(EXERCISE): Print the whole excerpt on prophetic writings by American presidents word for word.

(EXCERPT PROVIDED):

Given our desire for forward-thinking leaders, we wanted to look back to see which presidents played the role of an elected Nostradamus and seemed to accurately augur the future. Here are seven prophetic writings penned by seven American presidents.

The George Washington Sculpture at the National Museum of American History, looking super prophetic.

(Photo from Wikimedia)

George Washington

George Washington’s vision for his country was on point, and he laid the foundations for that change throughout his presidency and beyond. In June 1783, Washington wrote his Letter of Farewell to the Army, which contained this prophetic phrase:

For, according to the system of Policy the States shall adopt at this moment, they will stand or fall, and by their confirmation or lapse, it is yet to be decided, whether the Revolution must ultimately be considered as a blessing or a curse: a blessing or a curse, not to the present age alone, for with our fate will the destiny of unborn Millions be involved.

Washington couldn’t have known how right he was. The American Armed Forces were instrumental in defeating the Axis powers in World War II (blessing). Yet it was also an instrument of the violence and territorial seizure that characterized the American Indian Wars (curse). All told, Washington, perhaps more than his contemporaries, believed the impact America would have on the world stage and worked diligently toward fulfilling that prophecy.

[Pointing dataset records]
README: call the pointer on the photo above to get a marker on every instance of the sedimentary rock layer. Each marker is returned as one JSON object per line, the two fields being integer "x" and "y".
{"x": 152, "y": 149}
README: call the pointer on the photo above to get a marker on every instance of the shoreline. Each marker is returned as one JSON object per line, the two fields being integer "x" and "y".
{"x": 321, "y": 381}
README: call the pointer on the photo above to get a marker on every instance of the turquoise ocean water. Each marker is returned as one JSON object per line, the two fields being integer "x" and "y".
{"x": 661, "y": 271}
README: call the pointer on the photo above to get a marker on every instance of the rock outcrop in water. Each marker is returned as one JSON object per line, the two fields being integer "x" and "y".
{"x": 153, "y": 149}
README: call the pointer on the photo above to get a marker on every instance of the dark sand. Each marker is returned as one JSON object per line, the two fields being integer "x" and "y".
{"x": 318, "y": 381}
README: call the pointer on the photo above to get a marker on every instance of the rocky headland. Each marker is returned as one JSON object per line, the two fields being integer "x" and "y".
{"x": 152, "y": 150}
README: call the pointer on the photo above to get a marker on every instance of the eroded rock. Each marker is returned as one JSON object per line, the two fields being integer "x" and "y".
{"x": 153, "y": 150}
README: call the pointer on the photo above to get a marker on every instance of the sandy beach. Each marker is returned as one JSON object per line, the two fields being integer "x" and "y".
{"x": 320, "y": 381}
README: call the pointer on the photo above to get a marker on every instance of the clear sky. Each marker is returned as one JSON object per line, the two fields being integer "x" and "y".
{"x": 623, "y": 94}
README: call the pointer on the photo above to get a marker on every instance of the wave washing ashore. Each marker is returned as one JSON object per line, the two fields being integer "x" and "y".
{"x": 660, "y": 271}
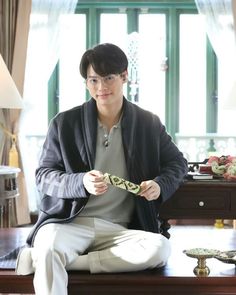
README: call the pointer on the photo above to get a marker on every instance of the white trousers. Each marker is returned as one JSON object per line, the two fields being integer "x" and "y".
{"x": 95, "y": 245}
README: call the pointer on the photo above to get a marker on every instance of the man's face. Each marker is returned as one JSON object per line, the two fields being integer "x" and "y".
{"x": 105, "y": 90}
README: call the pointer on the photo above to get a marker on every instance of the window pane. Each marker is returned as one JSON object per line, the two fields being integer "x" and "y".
{"x": 152, "y": 58}
{"x": 71, "y": 84}
{"x": 118, "y": 37}
{"x": 227, "y": 98}
{"x": 192, "y": 75}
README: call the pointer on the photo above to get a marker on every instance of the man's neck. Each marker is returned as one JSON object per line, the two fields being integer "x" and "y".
{"x": 109, "y": 116}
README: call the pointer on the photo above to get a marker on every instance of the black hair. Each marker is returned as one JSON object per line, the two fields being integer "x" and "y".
{"x": 105, "y": 59}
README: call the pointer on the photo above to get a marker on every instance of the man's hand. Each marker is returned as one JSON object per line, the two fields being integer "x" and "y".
{"x": 150, "y": 190}
{"x": 94, "y": 183}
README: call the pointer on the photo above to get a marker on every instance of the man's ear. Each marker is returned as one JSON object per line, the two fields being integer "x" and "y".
{"x": 124, "y": 76}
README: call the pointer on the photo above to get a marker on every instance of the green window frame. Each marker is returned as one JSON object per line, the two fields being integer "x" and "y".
{"x": 172, "y": 9}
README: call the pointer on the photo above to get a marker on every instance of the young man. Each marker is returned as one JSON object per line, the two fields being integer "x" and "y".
{"x": 85, "y": 223}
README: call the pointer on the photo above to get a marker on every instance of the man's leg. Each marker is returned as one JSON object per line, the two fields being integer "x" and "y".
{"x": 117, "y": 249}
{"x": 55, "y": 247}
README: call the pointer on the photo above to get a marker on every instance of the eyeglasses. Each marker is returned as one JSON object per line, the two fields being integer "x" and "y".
{"x": 108, "y": 80}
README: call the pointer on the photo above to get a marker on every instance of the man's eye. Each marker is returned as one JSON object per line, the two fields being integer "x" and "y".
{"x": 109, "y": 78}
{"x": 93, "y": 81}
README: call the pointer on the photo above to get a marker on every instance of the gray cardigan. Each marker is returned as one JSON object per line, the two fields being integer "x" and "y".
{"x": 69, "y": 151}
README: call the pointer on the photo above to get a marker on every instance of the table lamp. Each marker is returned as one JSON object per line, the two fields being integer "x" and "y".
{"x": 9, "y": 99}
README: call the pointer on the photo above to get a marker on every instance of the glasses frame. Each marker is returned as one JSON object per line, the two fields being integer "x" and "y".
{"x": 109, "y": 80}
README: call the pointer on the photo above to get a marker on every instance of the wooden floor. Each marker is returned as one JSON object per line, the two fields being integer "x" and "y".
{"x": 176, "y": 277}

(CORRECT ANSWER):
Given our desire for forward-thinking leaders, we wanted to look back to see which presidents played the role of an elected Nostradamus and seemed to accurately augur the future. Here are seven prophetic writings penned by seven American presidents.

The George Washington Sculpture at the National Museum of American History, looking super prophetic.

(Photo from Wikimedia)

George Washington

George Washington’s vision for his country was on point, and he laid the foundations for that change throughout his presidency and beyond. In June 1783, Washington wrote his Letter of Farewell to the Army, which contained this prophetic phrase:

For, according to the system of Policy the States shall adopt at this moment, they will stand or fall, and by their confirmation or lapse, it is yet to be decided, whether the Revolution must ultimately be considered as a blessing or a curse: a blessing or a curse, not to the present age alone, for with our fate will the destiny of unborn Millions be involved.

Washington couldn’t have known how right he was. The American Armed Forces were instrumental in defeating the Axis powers in World War II (blessing). Yet it was also an instrument of the violence and territorial seizure that characterized the American Indian Wars (curse). All told, Washington, perhaps more than his contemporaries, believed the impact America would have on the world stage and worked diligently toward fulfilling that prophecy.